Rewrite the lines from the one containing "Above is an image. Determine if it contains any door frame;" through the one containing "0, 110, 73, 408", changing every "hallway" to "corridor" and leaving everything else the same.

-- start RECORDS FOR THE TASK --

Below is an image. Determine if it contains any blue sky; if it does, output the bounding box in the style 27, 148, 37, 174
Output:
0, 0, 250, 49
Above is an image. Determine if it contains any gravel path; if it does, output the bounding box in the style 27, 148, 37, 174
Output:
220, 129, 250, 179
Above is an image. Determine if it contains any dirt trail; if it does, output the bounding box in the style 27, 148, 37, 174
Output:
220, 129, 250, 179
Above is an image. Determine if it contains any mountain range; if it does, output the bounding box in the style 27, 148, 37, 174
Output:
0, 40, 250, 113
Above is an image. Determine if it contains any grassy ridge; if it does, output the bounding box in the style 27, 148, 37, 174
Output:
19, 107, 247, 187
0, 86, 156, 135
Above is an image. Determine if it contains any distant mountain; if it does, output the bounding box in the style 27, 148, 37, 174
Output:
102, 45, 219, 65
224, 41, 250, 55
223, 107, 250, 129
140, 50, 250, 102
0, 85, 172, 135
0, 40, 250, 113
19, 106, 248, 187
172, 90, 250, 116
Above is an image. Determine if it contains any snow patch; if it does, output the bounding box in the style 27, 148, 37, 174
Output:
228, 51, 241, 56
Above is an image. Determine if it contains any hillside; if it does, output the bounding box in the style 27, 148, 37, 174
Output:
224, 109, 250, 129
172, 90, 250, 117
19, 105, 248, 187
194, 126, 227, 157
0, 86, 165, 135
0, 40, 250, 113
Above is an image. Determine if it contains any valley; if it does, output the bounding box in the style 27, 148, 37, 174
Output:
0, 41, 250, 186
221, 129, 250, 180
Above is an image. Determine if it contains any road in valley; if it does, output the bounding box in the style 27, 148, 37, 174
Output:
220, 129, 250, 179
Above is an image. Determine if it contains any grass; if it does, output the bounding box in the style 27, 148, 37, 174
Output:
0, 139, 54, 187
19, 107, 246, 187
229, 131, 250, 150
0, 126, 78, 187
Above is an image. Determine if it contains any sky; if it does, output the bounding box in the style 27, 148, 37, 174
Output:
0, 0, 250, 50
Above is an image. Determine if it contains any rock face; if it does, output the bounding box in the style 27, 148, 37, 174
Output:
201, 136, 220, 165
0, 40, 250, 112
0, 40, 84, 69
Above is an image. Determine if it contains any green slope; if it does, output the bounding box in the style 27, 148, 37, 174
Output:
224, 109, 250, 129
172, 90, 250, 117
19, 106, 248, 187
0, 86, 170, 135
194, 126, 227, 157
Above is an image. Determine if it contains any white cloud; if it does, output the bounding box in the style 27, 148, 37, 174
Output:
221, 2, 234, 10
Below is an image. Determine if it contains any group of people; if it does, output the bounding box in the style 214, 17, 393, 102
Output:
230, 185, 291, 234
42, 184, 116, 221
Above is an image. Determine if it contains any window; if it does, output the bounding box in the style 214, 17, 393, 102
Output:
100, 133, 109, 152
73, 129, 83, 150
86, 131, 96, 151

-- end RECORDS FOR THE TASK --
-- start RECORDS FOR THE TASK --

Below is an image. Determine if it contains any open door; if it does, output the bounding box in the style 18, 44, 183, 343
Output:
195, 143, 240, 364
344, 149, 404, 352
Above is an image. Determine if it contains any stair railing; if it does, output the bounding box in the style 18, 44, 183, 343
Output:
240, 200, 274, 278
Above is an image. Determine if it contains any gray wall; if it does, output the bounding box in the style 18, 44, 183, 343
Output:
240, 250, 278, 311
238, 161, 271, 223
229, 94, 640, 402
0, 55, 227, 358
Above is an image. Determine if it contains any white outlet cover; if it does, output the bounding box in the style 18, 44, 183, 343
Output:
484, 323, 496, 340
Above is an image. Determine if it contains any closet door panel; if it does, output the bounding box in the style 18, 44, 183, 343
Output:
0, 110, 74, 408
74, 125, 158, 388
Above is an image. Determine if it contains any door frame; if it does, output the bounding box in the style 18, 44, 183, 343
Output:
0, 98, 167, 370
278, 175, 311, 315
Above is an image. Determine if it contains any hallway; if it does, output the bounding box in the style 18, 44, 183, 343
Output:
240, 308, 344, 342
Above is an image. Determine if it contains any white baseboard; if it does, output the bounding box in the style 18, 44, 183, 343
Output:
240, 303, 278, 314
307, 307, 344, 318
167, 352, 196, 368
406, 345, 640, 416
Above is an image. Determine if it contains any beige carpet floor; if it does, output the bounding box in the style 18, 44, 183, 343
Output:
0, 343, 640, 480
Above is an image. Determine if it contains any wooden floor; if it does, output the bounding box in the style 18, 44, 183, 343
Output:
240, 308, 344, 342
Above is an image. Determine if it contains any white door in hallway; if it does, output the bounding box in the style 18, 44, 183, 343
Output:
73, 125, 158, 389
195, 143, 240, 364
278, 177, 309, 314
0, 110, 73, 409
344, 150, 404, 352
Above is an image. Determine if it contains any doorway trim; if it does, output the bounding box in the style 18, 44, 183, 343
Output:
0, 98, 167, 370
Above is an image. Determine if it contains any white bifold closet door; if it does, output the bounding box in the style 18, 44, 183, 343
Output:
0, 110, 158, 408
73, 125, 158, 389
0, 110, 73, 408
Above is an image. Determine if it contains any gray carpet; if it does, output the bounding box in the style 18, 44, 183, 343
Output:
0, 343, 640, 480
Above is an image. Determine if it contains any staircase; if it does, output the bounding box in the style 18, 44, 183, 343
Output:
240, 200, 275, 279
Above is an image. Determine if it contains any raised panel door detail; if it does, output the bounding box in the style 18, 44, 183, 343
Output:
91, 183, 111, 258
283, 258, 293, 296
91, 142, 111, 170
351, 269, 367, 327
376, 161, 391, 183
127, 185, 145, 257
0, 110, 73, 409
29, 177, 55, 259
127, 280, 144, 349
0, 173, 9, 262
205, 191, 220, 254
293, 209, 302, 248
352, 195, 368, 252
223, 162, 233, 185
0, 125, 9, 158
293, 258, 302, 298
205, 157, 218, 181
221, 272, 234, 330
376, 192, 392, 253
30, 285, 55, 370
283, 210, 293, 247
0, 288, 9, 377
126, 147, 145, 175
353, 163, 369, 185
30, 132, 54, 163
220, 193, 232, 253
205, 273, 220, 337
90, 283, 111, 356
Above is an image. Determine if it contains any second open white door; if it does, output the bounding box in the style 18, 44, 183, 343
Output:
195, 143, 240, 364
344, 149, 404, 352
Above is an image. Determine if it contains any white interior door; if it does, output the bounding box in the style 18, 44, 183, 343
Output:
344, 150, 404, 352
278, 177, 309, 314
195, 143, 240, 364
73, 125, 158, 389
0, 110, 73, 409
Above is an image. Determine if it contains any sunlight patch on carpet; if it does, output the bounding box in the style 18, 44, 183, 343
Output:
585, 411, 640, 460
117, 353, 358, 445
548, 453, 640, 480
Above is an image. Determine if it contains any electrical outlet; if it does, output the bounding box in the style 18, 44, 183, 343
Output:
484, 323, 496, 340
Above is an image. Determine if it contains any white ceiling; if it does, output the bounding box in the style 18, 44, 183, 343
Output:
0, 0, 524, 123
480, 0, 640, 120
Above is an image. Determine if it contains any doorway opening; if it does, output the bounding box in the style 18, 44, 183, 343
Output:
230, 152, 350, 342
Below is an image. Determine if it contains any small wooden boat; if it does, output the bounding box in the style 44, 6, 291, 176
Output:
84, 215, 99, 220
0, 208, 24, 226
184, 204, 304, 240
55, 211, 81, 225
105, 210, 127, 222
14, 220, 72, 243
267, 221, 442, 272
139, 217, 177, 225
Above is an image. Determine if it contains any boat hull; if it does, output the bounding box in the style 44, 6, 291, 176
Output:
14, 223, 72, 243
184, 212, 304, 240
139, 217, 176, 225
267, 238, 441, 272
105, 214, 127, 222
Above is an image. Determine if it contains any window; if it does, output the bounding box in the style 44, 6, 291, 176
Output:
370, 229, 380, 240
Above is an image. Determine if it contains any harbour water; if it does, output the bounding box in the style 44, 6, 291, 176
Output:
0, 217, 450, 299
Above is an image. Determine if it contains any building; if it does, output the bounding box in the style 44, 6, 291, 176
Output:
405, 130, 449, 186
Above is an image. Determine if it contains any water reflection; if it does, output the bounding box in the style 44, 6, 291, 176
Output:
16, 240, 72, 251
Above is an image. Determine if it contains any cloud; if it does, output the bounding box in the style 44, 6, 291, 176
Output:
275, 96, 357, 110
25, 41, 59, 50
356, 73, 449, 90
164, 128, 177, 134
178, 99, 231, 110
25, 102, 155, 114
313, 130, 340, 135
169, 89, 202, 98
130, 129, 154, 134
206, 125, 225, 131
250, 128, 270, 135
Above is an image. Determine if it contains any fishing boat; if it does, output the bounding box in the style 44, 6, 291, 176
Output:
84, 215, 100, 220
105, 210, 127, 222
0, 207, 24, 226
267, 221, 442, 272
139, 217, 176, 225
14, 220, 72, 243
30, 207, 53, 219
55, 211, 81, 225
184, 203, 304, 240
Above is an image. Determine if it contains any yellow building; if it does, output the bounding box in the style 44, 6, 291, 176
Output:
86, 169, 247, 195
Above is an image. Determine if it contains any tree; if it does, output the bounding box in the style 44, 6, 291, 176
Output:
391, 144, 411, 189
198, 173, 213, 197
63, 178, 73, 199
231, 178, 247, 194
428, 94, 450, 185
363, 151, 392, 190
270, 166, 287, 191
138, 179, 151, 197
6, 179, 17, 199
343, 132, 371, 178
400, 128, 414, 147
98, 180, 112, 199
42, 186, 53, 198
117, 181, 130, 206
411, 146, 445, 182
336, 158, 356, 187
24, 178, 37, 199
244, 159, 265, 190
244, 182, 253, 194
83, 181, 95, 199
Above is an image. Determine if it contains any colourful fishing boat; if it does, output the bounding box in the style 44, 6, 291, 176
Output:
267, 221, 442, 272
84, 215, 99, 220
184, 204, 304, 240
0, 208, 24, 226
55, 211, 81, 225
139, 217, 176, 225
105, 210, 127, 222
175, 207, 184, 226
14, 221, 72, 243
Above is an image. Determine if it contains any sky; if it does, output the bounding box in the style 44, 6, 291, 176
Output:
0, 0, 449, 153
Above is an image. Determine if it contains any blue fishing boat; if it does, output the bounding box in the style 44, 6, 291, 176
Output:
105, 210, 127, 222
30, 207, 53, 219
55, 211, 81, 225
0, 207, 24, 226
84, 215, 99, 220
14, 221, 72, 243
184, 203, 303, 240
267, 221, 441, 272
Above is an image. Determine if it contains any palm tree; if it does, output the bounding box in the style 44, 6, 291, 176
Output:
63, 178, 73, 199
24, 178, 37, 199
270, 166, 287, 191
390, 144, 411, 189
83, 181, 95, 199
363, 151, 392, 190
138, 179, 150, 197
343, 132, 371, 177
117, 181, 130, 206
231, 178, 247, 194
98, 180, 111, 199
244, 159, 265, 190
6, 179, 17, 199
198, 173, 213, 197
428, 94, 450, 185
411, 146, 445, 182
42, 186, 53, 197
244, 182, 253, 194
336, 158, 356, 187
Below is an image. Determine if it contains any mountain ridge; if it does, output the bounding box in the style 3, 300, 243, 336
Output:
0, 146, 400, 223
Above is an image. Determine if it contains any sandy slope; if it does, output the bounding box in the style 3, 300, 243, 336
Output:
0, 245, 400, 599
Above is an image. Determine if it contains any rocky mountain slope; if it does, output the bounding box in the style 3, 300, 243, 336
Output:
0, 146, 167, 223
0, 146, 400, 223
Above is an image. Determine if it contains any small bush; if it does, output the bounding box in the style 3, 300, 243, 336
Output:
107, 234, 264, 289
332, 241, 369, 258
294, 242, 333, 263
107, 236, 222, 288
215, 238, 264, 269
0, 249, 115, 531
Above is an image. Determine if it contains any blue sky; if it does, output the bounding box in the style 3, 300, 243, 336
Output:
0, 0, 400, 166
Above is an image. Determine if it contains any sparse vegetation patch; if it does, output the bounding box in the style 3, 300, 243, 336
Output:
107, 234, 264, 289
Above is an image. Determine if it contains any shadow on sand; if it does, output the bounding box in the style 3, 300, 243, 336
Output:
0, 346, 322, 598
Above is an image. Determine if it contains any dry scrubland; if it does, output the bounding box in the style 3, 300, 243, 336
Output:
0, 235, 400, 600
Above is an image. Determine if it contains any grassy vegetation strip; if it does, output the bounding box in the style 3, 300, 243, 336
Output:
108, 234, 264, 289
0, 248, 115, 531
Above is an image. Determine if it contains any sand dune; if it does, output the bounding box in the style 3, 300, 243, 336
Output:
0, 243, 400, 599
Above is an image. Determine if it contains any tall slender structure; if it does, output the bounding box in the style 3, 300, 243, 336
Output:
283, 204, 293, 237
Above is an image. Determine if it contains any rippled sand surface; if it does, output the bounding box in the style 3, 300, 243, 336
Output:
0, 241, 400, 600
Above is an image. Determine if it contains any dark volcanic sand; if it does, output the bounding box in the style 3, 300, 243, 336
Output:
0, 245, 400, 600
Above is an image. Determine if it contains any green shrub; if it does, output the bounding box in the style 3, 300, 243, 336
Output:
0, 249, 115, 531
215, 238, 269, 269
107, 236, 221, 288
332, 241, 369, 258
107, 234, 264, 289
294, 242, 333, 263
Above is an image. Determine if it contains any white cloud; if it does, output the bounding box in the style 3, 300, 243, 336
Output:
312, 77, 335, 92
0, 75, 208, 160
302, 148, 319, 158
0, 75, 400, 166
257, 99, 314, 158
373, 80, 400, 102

-- end RECORDS FOR THE TASK --

- _SOLUTION TO THE EXERCISE_
Above is an image. Determine if it contains any door frame; if it does, output the bounding box in the style 18, 44, 183, 343
Output:
0, 98, 167, 370
278, 175, 311, 315
Above is an image. Determine if it contains any corridor; if it does, output the bounding box in the style 18, 44, 183, 343
Output:
240, 308, 344, 342
Above is an image. Determine if it contains any white baseboard; if it does, output the bounding box in the style 18, 44, 183, 343
Output:
240, 303, 278, 314
307, 307, 344, 318
167, 352, 196, 368
406, 345, 640, 416
Above is an image. Determine if it contains any beige carpet floor; if it does, output the bounding box in the style 18, 44, 183, 343
Output:
0, 343, 640, 480
Above is an image. Determine if it contains any wooden floor; if it does, output the bounding box in the style 18, 44, 183, 343
Output:
240, 308, 344, 342
Above is an image. Determine if it contains any white door in corridor; if it does, output the bounding box in the style 18, 44, 183, 343
Output:
73, 125, 158, 389
195, 143, 240, 364
278, 177, 309, 314
0, 110, 73, 409
344, 150, 404, 352
Above is an image. Determine if it contains any doorway trim; if it does, output the bounding box in the style 18, 44, 183, 343
Output:
0, 98, 167, 370
Above is an image. Determine if it contains any white bifold closet door; if it does, output the bounding box in the style 18, 44, 183, 343
Output:
0, 110, 158, 408
73, 125, 158, 389
0, 110, 73, 408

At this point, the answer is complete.